Copy out, from the data below, each line in which the word "inside" occurs.

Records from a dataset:

=== Section Start ===

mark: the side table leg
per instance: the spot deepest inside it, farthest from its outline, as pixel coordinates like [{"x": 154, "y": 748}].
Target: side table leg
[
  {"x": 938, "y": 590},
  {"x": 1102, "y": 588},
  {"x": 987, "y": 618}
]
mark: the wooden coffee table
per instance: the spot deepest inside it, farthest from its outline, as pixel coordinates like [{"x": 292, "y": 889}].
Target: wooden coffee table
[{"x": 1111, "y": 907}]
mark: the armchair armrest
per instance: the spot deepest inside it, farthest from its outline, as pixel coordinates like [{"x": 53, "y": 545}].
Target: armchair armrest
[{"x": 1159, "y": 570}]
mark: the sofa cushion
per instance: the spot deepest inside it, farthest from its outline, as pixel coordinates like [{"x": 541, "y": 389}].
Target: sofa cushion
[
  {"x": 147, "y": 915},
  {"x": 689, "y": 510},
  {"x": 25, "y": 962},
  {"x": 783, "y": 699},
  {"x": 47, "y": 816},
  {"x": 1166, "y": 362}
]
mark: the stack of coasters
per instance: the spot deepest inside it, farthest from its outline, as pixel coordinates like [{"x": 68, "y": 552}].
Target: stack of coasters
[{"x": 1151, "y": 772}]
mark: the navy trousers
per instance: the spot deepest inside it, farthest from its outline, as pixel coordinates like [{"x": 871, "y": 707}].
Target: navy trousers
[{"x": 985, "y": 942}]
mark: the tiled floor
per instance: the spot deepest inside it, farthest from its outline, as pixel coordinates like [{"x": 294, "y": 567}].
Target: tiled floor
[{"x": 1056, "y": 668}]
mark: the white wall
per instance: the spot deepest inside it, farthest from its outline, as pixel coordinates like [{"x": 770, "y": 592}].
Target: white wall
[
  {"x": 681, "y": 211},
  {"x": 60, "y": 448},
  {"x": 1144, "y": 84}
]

=== Section End ===

# WRITTEN ANSWER:
per instance: the spot deepest inside it, farthest from its outline, as pixel coordinates like [{"x": 154, "y": 748}].
per instance: the spot deepest inside it, farthest from its outline, as pixel coordinates like [{"x": 292, "y": 889}].
per instance: the spot deepest inside it, farthest from its outline, as pixel coordinates like [{"x": 53, "y": 545}].
per instance: the spot deepest inside it, farthest from its outline, as pixel coordinates like [{"x": 541, "y": 389}].
per instance: the spot deepest inside it, farthest from its outline, as pixel coordinates like [{"x": 68, "y": 552}].
per instance: the spot deepest inside it, farthest from its outline, as pixel coordinates like [{"x": 871, "y": 707}].
per instance: the spot deepest inside it, farthest from its outline, as pixel coordinates like [{"x": 294, "y": 567}].
per instance: the spot deepest inside it, farthest from its outline, as pixel coordinates like [{"x": 770, "y": 592}].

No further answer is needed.